Written instruction >> Rewrite the listing below, replacing "Return the mask" with "Output the mask" everywhere it appears and leaving everything else unchanged.

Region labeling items
__________________________________________________
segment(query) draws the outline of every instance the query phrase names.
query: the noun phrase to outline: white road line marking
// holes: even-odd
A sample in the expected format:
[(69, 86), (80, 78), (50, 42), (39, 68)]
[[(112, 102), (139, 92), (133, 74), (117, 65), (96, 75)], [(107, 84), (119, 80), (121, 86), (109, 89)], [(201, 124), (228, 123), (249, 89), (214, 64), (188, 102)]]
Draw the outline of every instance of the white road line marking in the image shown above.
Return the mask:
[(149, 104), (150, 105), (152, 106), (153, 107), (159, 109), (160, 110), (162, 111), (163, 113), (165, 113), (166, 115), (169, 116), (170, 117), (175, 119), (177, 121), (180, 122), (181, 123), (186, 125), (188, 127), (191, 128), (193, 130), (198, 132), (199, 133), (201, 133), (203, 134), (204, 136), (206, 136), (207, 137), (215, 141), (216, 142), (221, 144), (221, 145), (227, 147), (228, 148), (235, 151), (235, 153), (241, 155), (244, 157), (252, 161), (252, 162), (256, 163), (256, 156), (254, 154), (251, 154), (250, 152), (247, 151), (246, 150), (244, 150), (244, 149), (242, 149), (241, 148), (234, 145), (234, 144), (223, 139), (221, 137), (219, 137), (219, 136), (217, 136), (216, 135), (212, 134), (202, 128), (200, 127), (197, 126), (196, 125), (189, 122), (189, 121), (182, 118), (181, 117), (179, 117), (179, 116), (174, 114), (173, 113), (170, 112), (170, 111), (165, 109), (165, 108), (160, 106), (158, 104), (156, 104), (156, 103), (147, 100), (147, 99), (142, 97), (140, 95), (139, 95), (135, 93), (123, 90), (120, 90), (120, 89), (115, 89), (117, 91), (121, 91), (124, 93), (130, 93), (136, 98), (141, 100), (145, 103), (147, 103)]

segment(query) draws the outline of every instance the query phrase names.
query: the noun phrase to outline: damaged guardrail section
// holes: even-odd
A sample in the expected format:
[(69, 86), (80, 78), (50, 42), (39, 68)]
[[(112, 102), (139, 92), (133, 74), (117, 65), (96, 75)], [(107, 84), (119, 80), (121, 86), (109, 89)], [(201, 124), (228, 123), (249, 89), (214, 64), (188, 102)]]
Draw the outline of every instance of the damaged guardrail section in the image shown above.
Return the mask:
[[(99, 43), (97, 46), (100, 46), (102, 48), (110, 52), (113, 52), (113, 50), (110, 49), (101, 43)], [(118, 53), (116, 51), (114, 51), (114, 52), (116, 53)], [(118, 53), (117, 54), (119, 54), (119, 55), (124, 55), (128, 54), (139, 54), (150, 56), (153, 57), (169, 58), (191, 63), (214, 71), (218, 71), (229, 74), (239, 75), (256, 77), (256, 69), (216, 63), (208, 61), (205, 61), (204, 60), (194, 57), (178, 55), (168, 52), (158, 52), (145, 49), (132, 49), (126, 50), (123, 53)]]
__________________________________________________
Full answer >>
segment(query) draws the outline of every instance the query phrase names.
query: the noun phrase to outline: white road line marking
// holes: even-odd
A sample in the expected format:
[(69, 86), (80, 78), (50, 42), (39, 68)]
[[(112, 102), (139, 92), (133, 74), (117, 65), (96, 75)], [(107, 84), (119, 80), (121, 86), (109, 89)], [(201, 124), (228, 123), (249, 89), (214, 64), (188, 102)]]
Draw the outline of every instance of the white road line marking in the image shown above.
Output the mask:
[(149, 104), (150, 105), (152, 106), (153, 107), (159, 109), (160, 110), (162, 111), (163, 113), (165, 113), (166, 115), (169, 116), (170, 117), (175, 119), (177, 121), (180, 122), (181, 123), (186, 125), (188, 127), (191, 128), (193, 130), (198, 132), (199, 133), (201, 133), (203, 134), (204, 136), (206, 136), (207, 137), (215, 141), (216, 142), (221, 144), (221, 145), (227, 147), (228, 148), (235, 151), (235, 153), (241, 155), (244, 157), (252, 161), (252, 162), (256, 163), (256, 156), (254, 154), (251, 154), (250, 152), (247, 151), (246, 150), (244, 150), (244, 149), (242, 149), (241, 148), (234, 145), (234, 144), (223, 139), (221, 137), (219, 137), (219, 136), (217, 136), (216, 135), (212, 134), (202, 128), (200, 127), (197, 126), (196, 125), (189, 122), (189, 121), (182, 118), (181, 117), (179, 117), (179, 116), (174, 114), (173, 113), (170, 112), (170, 111), (165, 109), (165, 108), (160, 106), (158, 104), (156, 104), (156, 103), (147, 100), (147, 99), (142, 97), (140, 95), (139, 95), (135, 93), (123, 90), (120, 90), (120, 89), (115, 89), (117, 91), (121, 91), (124, 93), (130, 93), (136, 98), (141, 100), (145, 103), (147, 103)]

segment(query) draws the outline of every instance the query phrase names.
query: the noun phrase to outline: damaged guardrail section
// holes: even-odd
A sample in the expected format:
[(69, 86), (80, 78), (50, 42), (39, 68)]
[[(112, 102), (139, 92), (133, 74), (117, 65), (96, 75)], [(107, 84), (119, 80), (121, 86), (109, 89)], [(201, 124), (228, 123), (249, 89), (214, 64), (188, 102)]]
Draw the outline of every instance of the damaged guardrail section in the image shown above.
Output the mask:
[[(99, 43), (97, 46), (100, 46), (102, 48), (110, 52), (113, 52), (113, 50), (110, 49), (101, 43)], [(118, 53), (116, 51), (114, 51), (114, 52), (116, 53)], [(118, 53), (117, 54), (119, 54), (119, 55), (124, 55), (128, 54), (139, 54), (150, 56), (153, 57), (169, 58), (191, 63), (214, 71), (218, 71), (229, 74), (239, 75), (256, 77), (256, 69), (216, 63), (208, 61), (205, 61), (204, 60), (194, 57), (178, 55), (168, 52), (158, 52), (145, 49), (132, 49), (126, 50), (123, 53)]]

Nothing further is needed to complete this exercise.